• What the exercise asks: In the blog post below about the botched fileserver reboot, what drive number does the root directory show up as because the machine uses SCSI?

Archive for January, 2006
Stupid is as Stupid does.
I don’t even know where to begin. This morning has sucked and it’s no ones fault but my own. It started with the DMA crap- the one machine where it would really help is the fileserver. I needed to simply change the chipset driver, recompile the kernel, and reboot. This should be simple for even a semi-competent linux users.
However, I am a moron. Each mistake I make, I’m gonna put a little * next to it.
So, first thing I decide is “well, since I’m changing kernels, I might as well upgrade*“. so I grab the 2.6.14-r5 source, make oldconfig, and set it up all perfect. I add the lines to my grub config and sit on it for a few days before going through with it.
I notice that the grub config is rather old… like original configuration and note “that’s odd. I must not have known how to deal with scsi when I built this machine, and changed over to lilo. oh well, I know what I’m doing now*, so I’ll just install grub to the MBR”
flash forward to this morning. I’ve decided to reboot, and with an hour before work, I figure that’s more than enough time to troubleshoot if problems arise*.
I reboot…. notice it’s one of the older bios’ that counts ram. there 640 megs in this machine, so it takes a while… it also has a scsi controller, so it has to count through all of that. all in all, a very slow boot. This is important to remember- it takes 2 minutes of fricken waiting to get through the reboot process.
“eh? That’s not good.”
This by the way, is the worst thing you could ever possibly hear me utter. So I reboot. Two minutes later, it does the same thing.
“Crap, lemme just get a recovery CD out and fix it…. CRAP.”* The machine has 1 scsi drive with the OS, and 4 IDE HDs for storage- I took out the CDROM when I added the 200gig HD.
alright… ok, I see what happend… I told grub to check hd0 instead of hd4 for the root directory *– normally it would be hd0(the first ide device) but since I’m using scsi, it comes up as hd4.
“lemme try booting off of hda1 instead of the scsi drive…” well, I couldn’t remember what order they were installed in, and I didn’t want to really crack the case, so I tried booting ALL 4 IDE DRIVES, keeping in mind each try takes not only a 2 minute boot, but I can’t access the bios until it runs through the boot process and the scsi process, then a reset and boot with new settings. so each drive takes a minimum of 4 minutes, plus me mucking with the bios.
Well, nothing works- each one goes to a dead screen. “Well, I guess I can use a boot floppy…”** I get a floppy from jackie, and start busting out my cdroms looking for a bootimage… Couldn’t use lynx because the fileserver is also the internal dhcp and dns server* couldn’t find one on the redhat CD I had… couldn’t find one on the gentoo CD I had… couldn’t find my suse Cds… couldn’t find a usable one on my ancient slackware CDs (copywrite 1995)… finally found one on a burned slackware CD from who knows when… probably 2002. find the img, dd it to the floppy, and pop the floppy in the fileserver.
I then start to think ahead* “well, if this doesn’t work, I better locate an extra CDROM and pull a HD.” So I boot the machine, change the boot order to take the floppy (another 4 minutes), find an extra CDROM that is of questionable repair, and begin to slide the side panel off.* The machine shuts down. I jiggle the power cable. I press the power button… nothing. The only thing I saw was the power button was blinking.
I freak out.* No if, ands or buts about it.

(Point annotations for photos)
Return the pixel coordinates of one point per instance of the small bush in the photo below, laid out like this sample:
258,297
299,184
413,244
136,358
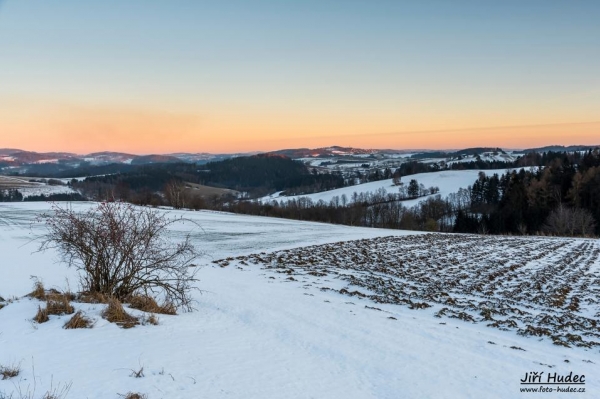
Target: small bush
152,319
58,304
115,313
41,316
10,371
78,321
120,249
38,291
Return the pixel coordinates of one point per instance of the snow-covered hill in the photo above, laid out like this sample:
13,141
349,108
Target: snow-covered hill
--
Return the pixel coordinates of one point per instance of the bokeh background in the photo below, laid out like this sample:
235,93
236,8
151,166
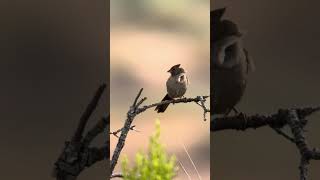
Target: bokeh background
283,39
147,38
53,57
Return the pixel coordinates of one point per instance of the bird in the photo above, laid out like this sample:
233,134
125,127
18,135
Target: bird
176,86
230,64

• Response: hd4